§ SELECTED EXTRACT
· · · · ·

IDIs and FGDs took place between 2012 and 2015. IDI participants were interviewed twice a year throughout their participation in the trial, providing verbal re-consent at each interview. The IDIs explored perceptions of the CCT programme, use and impact of CCT, exclusion from the programme, and social relationships in households, schools, and communities. All interviews were conducted at participants’ households. The duration of the interviews was 30–60 minutes.

Six FGDs were conducted annually for three years. FGDs explored participants’ thoughts about the CCTs and the impact of the cash on peer relationships among recipients and between recipients and non-recipients. The FGDs were conducted on weekends and during school holidays at local schools. Each FGD comprised 10–12 participants and lasted approximately 60 to 90 minutes.

The IDIs and FGDs were facilitated by four trained interviewers, all of whom were women, local residents, fluent in XiTsonga, and with a minimum Grade 12 education. The study was approved by the Human Research Ethics Committee of the University of the Witwatersrand, the Institutional Review Board of the University of North Carolina, and the Provincial Department of Basic Education in Mpumalanga Province.

Data analysis

Interviews were audio-recorded and subsequently transcribed and translated into English by the interviewers. Transcripts were checked for quality by one of the authors (MNK) through comparisons with the audio files. The transcripts were subsequently imported into Atlas.ti. Transcripts were coded using a coding frame that was both inductively and deductively generated by two of the authors (CM and MNK), following a framework approach [42]. This approach entailed the generation of themes from a priori hypotheses and questions that guided the objectives and aims of the study (deductive), and issues derived from the data (inductive). Coding was conducted by five trained researchers, who were also involved in data collection. Coders sought to attain acceptable intercoder reliability (ICR) scores on early coded transcripts [43]. A random sample of 10% of the transcripts was double-coded throughout the study to ensure that ICR remained acceptable.

Findings

Description of participants

A total of 39 AGYW took part in the interviews. Twenty-six AGYW were interviewed three times, 12 interviewed four times, and six interviewed five times. Interview participants comprised 18 CCT recipients and 21 non-recipients, and their age range was 13–20 years. A total of 18 FGDs (n = 108) were conducted during the three-year study period. Study participants came from households where the majority were dependent on child support grants, and on income from single parents and migrant remittances. Most households were made up of 5 to 8 family members, with grandmothers mostly assuming the role of guardians if both parents were absent or had died.

· · · · ·

§ THINGS TO DO
a) Copy everything from "IDIs and FGDs took" down to "60 to 90 minutes." in the cash transfer study text, replacing "local schools" with "community halls".
b) Write the next part of the cash transfer study text, picking up after its final sentence.

§ RAW DATA
· · · · ·

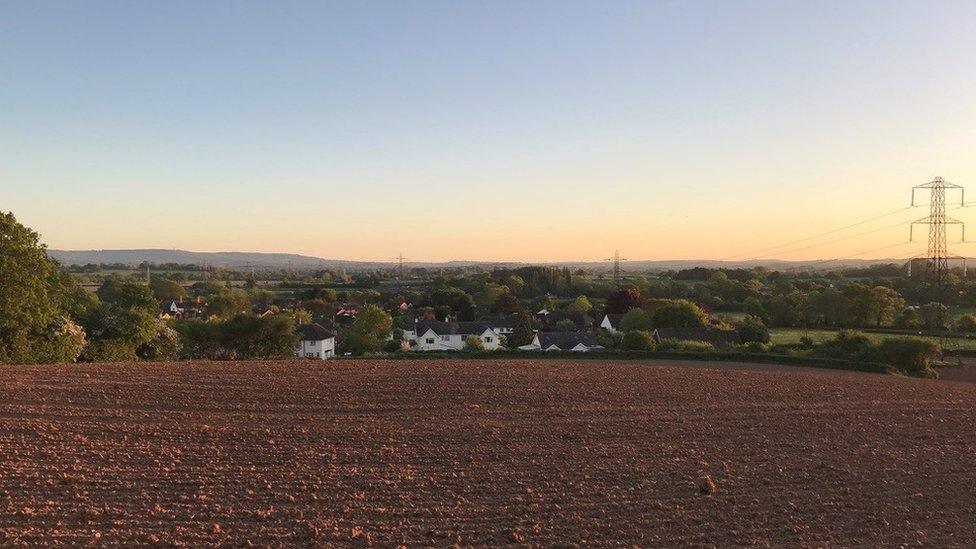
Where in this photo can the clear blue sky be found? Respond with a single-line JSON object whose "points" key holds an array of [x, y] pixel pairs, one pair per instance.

· · · · ·

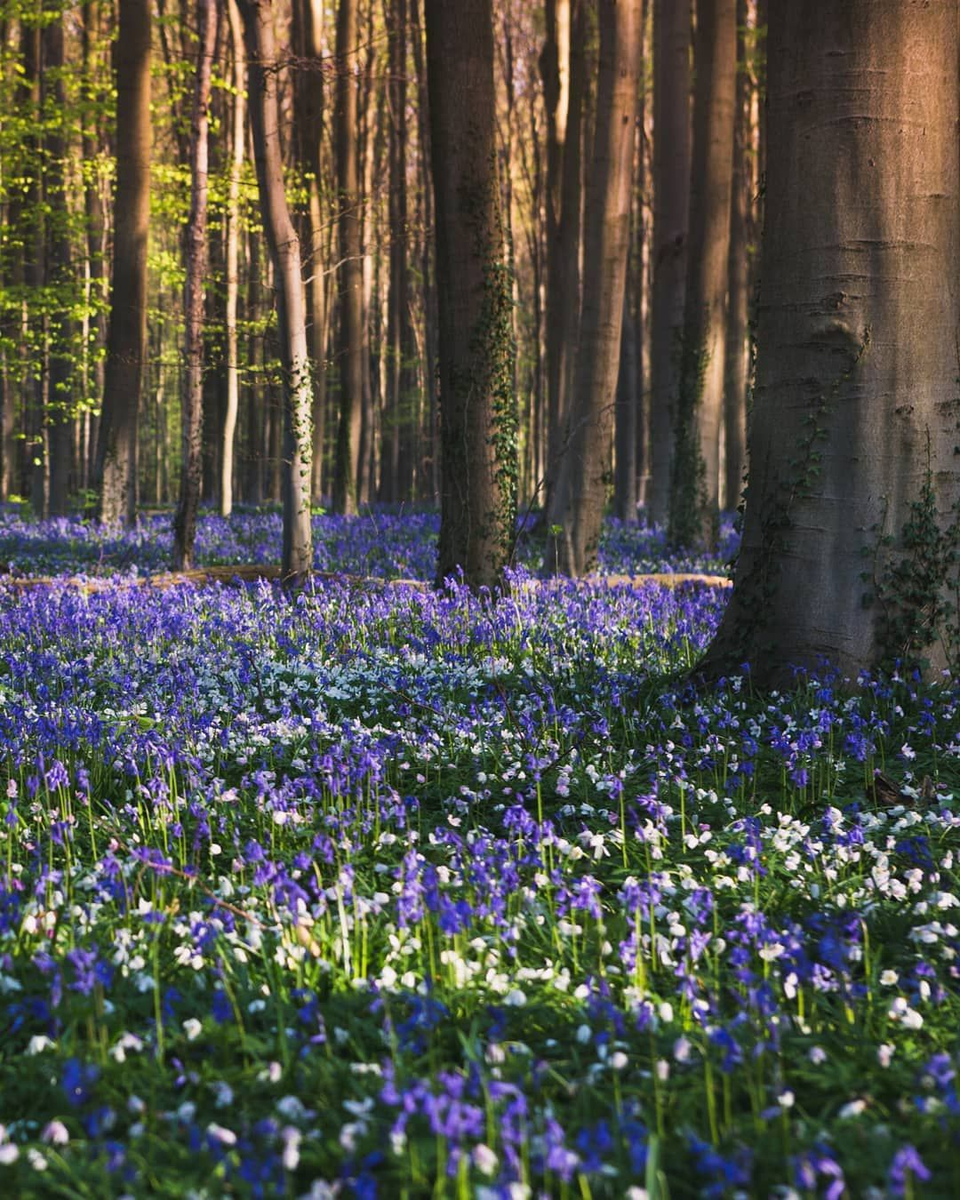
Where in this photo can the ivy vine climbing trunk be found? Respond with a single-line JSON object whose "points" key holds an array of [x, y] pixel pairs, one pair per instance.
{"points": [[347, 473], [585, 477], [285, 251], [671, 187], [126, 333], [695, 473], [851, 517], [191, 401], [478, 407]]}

· · · · ·

§ RESULTS BY TASK
a)
IDIs and FGDs took place between 2012 and 2015. IDI participants were interviewed twice a year throughout their participation in the trial, providing verbal re-consent at each interview. The IDIs explored perceptions of the CCT programme, use and impact of CCT, exclusion from the programme, and social relationships in households, schools, and communities. All interviews were conducted at participants’ households. The duration of the interviews was 30–60 minutes.

Six FGDs were conducted annually for three years. FGDs explored participants’ thoughts about the CCTs and the impact of the cash on peer relationships among recipients and between recipients and non-recipients. The FGDs were conducted on weekends and during school holidays at community halls. Each FGD comprised 10–12 participants and lasted approximately 60 to 90 minutes.

b)
Positive consequences of the CCT on peer relationships

Allowing recipients to identify with peers: ‘I am now like other children’

Receipt of the CCT enabled AGYW to fit in within their peer groups in terms of how they looked and ate, and the activities in which they participated. CCT recipients reported that before the CCT trial, there was a distinction between ‘girls from ‘rich’ households’ and ‘girls from ‘poor’ households.’ Young women from better-off families had pocket money to take to school, which afforded them better meals during lunch breaks at school, had proper school uniform and supplies, and had better clothes than those from poor family backgrounds, who relied on ‘free food from the feeding scheme’ and lacked some school necessities. Consequently, young women from poor households felt that they were different from their peers – they ‘felt out of place’. As Yolisa (recipient, IDI) indicated, ‘if I go to school without money, it’s like I’m not like other people.’ This affected some participants emotionally. Thembi (recipient, IDI) recounted that before she received the CCT, she was unwell and dreaded going to school, knowing that her friends would have money and she did not. Emyoli also shared a similar experience:

‘In the past, I was not feeling well; I was feeling like I’m down [depressed] when I’m with my friends, and they have money, and I don’t have it’ (Emyoli, recipient, IDI).

For other participants, these feelings were exacerbated because they were ridiculed by their peers for lacking desirable items. For example, Thandeka (recipient, IDI) reported that girls from well-off households had branded clothing, while she wore the cheapest, unbranded clothes.

“In my class, there are girls who always wear expensive clothes like Nike, Levi’s jeans … I always wear no names from PEP [store] or Mr Price, you see. I don’t feel good.” (Thandeka, recipient, IDI)

She also said that she was hurt by her peers ridiculing her for lacking necessary school supplies.

This was echoed in one FGD where a participant shared experiences of young women who were mocked for compromising their personal care and hygiene because they could not afford to buy cosmetics. In some instances, this led to young women missing school. She recalled,

‘ … some of the kids were not going to school because they were afraid because boys were laughing at them because they smelled bad under their arms’ (recipient, FGD).

Young women reported that receipt of the CCT allowed them to ‘be like other young women’, a phrase used by many participants to describe how the CCT had changed their lives in relation to their peers.

‘When the other young women buy something at school, I also buy because I do have money.’ (Emyoli, recipient, IDI)

‘When you go to school, you feel like other learners like having lunch.’ (Zama, recipient, IDI)

‘Since I take part in the study, I do have money to carry when I go to school every day like other learners.’ (Sbonga, recipient, IDI)

These quotes show how significant it was for young women to feel the same as their peers, particularly when it came to having pocket money at school. Thandeka reported that the CCT had made a difference in her life and that her peers had stopped making fun of her:

‘I have my school bag, school uniform, I feel happy about it. At school they were laughing at me because I was using a shopping bag to carry my books, now they are no longer laughing at me.’ (recipient, IDI)

The cash enabled recipients to fit in and not be seen as different from other young women; this gave them a sense of peer identity and a sense of belonging. Receipt of CCTs enabled AGYW to not stand out as different from their peers, which had previously made them vulnerable to teasing or bullying.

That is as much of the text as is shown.